Excerpt to read
** Start **
# Enrico of Italy 1982 Spring Lever



## StevenG91 (Dec 7, 2019)

So for some of you lever heads out there I thought this might be of interest. It's a 1982 spring lever which I have picked up on flea bay. I've wanted one for a while just to play about with. It's an Enrico ce12 v2. It's made from brass and apparently has a whopping 71mm portafilter with a 68mm basket. 😂 The reviews of this machine rate it as abysmal and that it cannot produce a shot of expresso due to the poor spring and build quality. However this has not deterred me and because I got it for a steal I'm looking forward to playing about 😜. Further photos and tear down to follow.


----------



## El carajillo (Mar 16, 2013)

Looks interesting :good:


----------



## StevenG91 (Dec 7, 2019)

El carajillo said:


> Looks interesting :good:


 The interesting part is going to be trying to find Gaskets for it. I've emailed Francesco Ceccarelli in the hope that he has some. If anyone can give me information it will be him.


----------



## KTD (Dec 28, 2017)

Looks like it'll come up nice, I think I would have had it too! There's a full gasket kit for around £40 on eBay I think

Sent from my iPhone using Tapatalk


----------



## StevenG91 (Dec 7, 2019)
** End **
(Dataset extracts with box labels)
** Start **
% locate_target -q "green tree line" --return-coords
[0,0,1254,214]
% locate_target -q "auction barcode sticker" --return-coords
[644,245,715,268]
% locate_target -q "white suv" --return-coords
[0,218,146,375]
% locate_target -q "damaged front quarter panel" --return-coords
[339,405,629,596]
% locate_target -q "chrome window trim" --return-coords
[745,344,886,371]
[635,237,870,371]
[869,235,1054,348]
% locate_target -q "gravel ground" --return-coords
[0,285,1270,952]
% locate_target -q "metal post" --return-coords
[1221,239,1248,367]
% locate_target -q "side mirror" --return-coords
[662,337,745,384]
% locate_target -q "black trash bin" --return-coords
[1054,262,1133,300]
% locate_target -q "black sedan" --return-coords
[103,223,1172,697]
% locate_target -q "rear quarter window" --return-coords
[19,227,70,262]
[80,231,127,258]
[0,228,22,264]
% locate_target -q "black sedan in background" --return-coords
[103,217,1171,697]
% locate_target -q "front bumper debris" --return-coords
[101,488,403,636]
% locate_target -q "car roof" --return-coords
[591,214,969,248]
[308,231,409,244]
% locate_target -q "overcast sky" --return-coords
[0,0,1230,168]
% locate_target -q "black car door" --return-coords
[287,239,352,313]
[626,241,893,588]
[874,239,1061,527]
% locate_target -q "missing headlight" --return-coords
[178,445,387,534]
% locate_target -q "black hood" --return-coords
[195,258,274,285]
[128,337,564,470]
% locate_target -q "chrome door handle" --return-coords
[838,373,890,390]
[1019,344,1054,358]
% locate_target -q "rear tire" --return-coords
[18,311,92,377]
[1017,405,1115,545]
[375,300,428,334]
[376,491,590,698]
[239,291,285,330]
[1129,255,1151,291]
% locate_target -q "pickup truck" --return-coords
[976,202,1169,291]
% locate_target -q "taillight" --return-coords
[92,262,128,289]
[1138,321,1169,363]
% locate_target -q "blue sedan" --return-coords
** End **
Set task 1
Can you scale the listing from its start through the line with "[869,235,1054,348]", both included, reproducing every line, requests too, but with each coordinate in the answers multiplied by 1.55 and rounded to a whole number, halves up?
Set task 2
How would the forum thread about the 1982 Enrico spring lever go on? Finish out the next part, beginning right after the last line shown.

Answer 1
% locate_target -q "green tree line" --return-coords
[0,0,1944,332]
% locate_target -q "auction barcode sticker" --return-coords
[998,380,1108,415]
% locate_target -q "white suv" --return-coords
[0,338,226,581]
% locate_target -q "damaged front quarter panel" --return-coords
[525,628,975,924]
% locate_target -q "chrome window trim" --return-coords
[1155,533,1373,575]
[984,367,1349,575]
[1347,364,1634,539]

Answer 2
KTD said:


> Looks like it'll come up nice, I think I would have had it too! There's a full gasket kit for around £40 on eBay I think
> 
> Sent from my iPhone using Tapatalk


 Thanks. I'd seen that, it's about £50 for Gaskets which seems excessive. Hopefully I'll find a cheaper option.


----------



## ronan08 (Dec 21, 2019)

I seen that! Thought it looked interesting all the best with it


----------



## StevenG91 (Dec 7, 2019)

I'm afraid it wasn't meant to be. This arrived in a right sorry state today ☹☹☹


----------



## Rincewind (Aug 25, 2020)

Oh dear....somebody's arse needs kicking.....and i bet it was couriered ?

You said purchased from fleabay..... i assume you paid via PayPal ? ...in which case request a refund...at least it won't be a total loss.

FWIW could the brass/copper metal bits be "re-shaped" ? ....that snapped pipe however looks like an ex-parrot.

Good luck either way.


----------



## StevenG91 (Dec 7, 2019)

Rumpelstiltskin said:


> Oh dear....somebody's arse needs kicking.....and i bet it was couriered ?
> 
> You said purchased from fleabay..... i assume you paid via PayPal ? ...in which case request a refund...at least it won't be a total loss.
> 
> ...


 Trying to go down the ebay PayPal refund route I'll see how I get it. The seller has 3 days to agree a solution. Yup Italian courier and then royal mail. There's quite a bit of damage to the metal work, I don't even think trying attempt repair is worth the time or money. Its a shame really.


----------



## DavecUK (Aug 6, 2013)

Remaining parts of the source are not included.